## REQUIRED WORK
A - In the passage on public schools, what percentage of respondents to the Gallup poll considered having the best educational system "very important"?
B - Name every national goal that the passage on public schools says respondents in the Gallup poll weighed against one another.
C - According to the passage on public schools, why is Albert Shanker encouraged?

[START PASSAGE GIVEN]

A poll conducted last summer by Gallup for Phi Delta Kappa, a fraternity of educators, found that 88% of the respondents thought that having the best educational system was “very important”--more than thought it very important for the United States to have the strongest military force or the most efficient industrial production system.

Albert Shanker, president of the American Federation of Teachers, said the public schools have struggled with the developing demographic problem since the 1970s “and now we’re continuing to struggle with it . . . . We certainly don’t expect the schools to again have the tremendous power they had in the 1950s and 1960s.”

But Shanker said he is encouraged by the fact that American business has increasingly recognized that U.S. corporations will not be able to compete in a global market unless their schools are as good as those of other countries. “That’s an important change,” he said.

Bleak Future for Education Spending?

[END PASSAGE GIVEN]
[START SOURCE EXCERPT]

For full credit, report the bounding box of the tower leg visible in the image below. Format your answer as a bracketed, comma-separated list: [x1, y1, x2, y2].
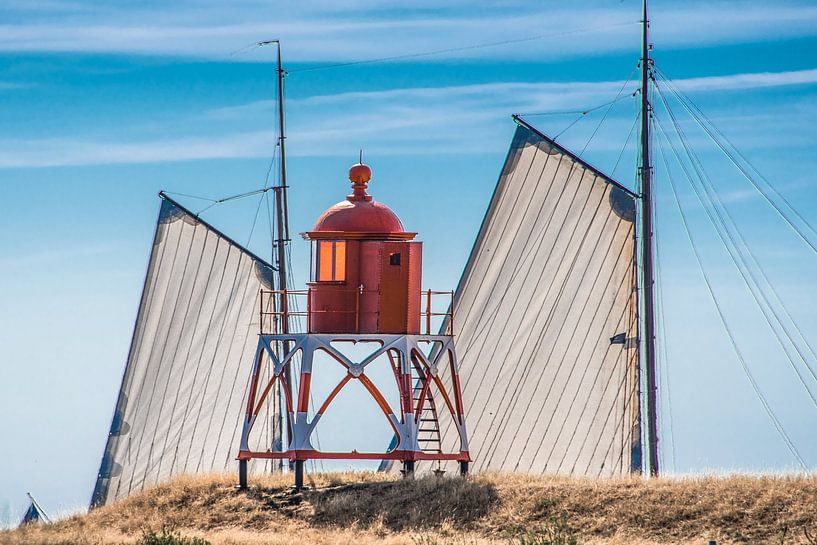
[238, 460, 247, 490]
[295, 460, 304, 492]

[END SOURCE EXCERPT]

## TASK-BY-TASK ANSWERS
A - 88%

B - Having the best educational system, having the strongest military force, and having the most efficient industrial production system.

C - American business has increasingly recognized that U.S. corporations will not be able to compete in a global market unless their schools are as good as those of other countries. Shanker calls this "an important change."